▶ **To do**
Gather every line of the listing below that contains the string "green", treating uppercase and lowercase letters as distinct.

▶ **Materials provided**
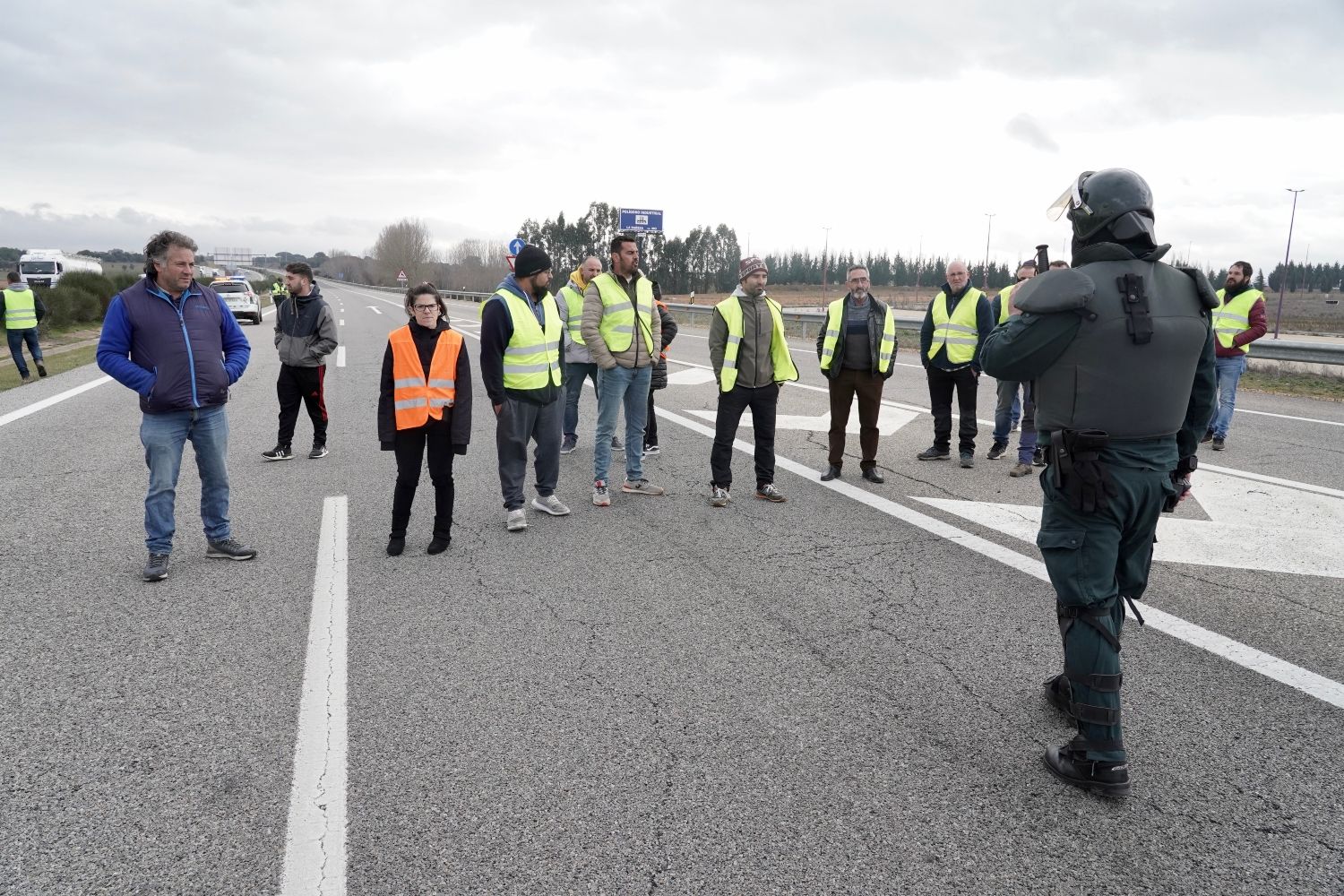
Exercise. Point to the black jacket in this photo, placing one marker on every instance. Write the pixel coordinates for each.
(457, 417)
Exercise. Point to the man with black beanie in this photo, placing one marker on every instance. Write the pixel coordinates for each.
(521, 367)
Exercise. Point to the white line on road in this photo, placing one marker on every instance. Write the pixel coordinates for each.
(1268, 665)
(314, 836)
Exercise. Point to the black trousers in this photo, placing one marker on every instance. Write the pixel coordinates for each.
(410, 452)
(763, 403)
(301, 386)
(940, 403)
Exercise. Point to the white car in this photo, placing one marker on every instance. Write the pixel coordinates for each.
(239, 297)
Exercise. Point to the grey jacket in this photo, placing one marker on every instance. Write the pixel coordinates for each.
(306, 330)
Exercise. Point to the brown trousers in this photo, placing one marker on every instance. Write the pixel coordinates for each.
(843, 389)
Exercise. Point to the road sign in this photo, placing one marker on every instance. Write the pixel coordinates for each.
(642, 220)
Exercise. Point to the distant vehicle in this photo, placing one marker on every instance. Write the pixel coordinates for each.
(46, 266)
(239, 297)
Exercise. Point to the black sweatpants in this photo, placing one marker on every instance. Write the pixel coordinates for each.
(301, 384)
(410, 452)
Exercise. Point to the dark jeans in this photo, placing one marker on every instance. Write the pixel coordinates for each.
(410, 452)
(301, 386)
(867, 386)
(16, 338)
(763, 402)
(940, 403)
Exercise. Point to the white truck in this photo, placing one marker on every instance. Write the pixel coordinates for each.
(46, 266)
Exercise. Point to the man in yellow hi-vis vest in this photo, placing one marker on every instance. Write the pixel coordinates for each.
(954, 328)
(750, 359)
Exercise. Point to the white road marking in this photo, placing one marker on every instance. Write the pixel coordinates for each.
(56, 400)
(1268, 665)
(314, 836)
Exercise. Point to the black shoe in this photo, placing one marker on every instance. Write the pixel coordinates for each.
(158, 568)
(1105, 778)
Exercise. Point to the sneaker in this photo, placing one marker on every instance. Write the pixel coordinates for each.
(550, 504)
(230, 549)
(642, 487)
(156, 568)
(1070, 766)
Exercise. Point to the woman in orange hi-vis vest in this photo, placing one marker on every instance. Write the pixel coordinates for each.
(425, 402)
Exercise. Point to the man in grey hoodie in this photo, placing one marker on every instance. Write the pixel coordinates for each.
(306, 335)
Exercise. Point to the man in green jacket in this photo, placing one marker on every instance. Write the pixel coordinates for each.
(1123, 357)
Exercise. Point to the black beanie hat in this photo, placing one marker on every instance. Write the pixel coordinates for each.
(531, 261)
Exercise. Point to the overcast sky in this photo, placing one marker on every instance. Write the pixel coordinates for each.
(304, 126)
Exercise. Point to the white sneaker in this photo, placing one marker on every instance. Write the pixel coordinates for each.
(550, 504)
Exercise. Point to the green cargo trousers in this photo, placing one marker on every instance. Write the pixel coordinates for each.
(1096, 559)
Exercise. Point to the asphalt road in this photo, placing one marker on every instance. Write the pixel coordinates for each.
(833, 694)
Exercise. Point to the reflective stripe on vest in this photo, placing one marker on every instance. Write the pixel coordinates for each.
(414, 398)
(532, 357)
(574, 304)
(957, 332)
(618, 322)
(731, 312)
(21, 309)
(1234, 317)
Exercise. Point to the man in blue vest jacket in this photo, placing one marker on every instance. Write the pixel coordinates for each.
(177, 346)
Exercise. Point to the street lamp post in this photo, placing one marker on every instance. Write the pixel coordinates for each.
(1282, 281)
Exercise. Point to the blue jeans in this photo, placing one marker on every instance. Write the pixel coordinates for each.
(16, 339)
(616, 387)
(1228, 371)
(164, 437)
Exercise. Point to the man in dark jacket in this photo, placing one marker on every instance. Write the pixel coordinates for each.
(177, 346)
(857, 349)
(306, 335)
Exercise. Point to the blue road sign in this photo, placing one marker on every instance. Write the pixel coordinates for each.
(642, 220)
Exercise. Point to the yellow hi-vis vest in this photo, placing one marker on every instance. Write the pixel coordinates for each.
(21, 309)
(618, 322)
(835, 320)
(532, 357)
(731, 312)
(957, 332)
(1234, 317)
(574, 303)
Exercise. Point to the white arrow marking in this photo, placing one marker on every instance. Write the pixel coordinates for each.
(1253, 525)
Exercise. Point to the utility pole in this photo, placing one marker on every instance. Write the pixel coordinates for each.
(1282, 280)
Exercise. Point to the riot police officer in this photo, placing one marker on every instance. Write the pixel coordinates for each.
(1123, 355)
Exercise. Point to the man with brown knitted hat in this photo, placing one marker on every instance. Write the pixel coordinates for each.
(750, 358)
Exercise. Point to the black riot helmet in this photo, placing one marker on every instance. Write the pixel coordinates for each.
(1113, 199)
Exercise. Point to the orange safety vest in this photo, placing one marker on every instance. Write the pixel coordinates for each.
(414, 398)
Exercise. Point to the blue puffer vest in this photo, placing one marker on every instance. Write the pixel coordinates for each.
(185, 349)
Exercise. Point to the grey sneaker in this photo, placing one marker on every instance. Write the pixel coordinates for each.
(550, 504)
(156, 568)
(642, 487)
(230, 549)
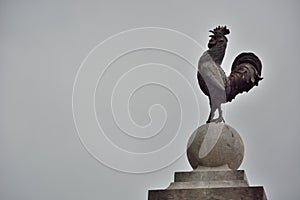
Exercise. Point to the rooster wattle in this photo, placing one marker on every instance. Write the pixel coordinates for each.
(245, 73)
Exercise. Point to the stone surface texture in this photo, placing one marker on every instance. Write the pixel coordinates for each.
(215, 145)
(209, 185)
(215, 151)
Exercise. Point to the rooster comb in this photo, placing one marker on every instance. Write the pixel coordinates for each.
(221, 29)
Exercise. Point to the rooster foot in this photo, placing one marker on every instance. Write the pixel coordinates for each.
(217, 120)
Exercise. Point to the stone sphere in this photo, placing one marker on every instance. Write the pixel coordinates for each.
(215, 145)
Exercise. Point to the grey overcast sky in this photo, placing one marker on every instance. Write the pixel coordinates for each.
(43, 44)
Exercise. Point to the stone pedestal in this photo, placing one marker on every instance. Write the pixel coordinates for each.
(215, 152)
(209, 185)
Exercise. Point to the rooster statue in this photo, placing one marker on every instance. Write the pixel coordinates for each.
(245, 73)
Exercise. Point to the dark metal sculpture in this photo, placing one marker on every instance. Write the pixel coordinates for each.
(245, 73)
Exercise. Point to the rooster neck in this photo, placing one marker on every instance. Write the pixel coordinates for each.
(217, 53)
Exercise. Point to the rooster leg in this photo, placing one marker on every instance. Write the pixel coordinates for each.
(220, 118)
(213, 109)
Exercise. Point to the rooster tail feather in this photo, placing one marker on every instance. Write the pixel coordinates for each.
(245, 74)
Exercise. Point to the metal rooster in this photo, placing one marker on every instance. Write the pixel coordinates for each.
(245, 73)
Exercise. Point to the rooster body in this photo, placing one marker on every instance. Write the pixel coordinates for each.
(245, 73)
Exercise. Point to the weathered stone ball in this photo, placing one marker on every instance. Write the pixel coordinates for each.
(215, 145)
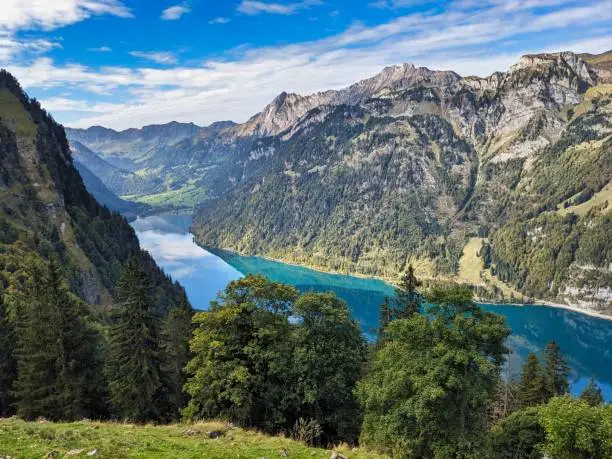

▶ **Task solution**
Exercise. Point to the man in green jacket in this photo, placing one marker on every instance. Write the pixel coordinates for each.
Exercise. Point to the green cargo trousers in this photo, placing one marker on every instance. Write the pixel coordinates for each.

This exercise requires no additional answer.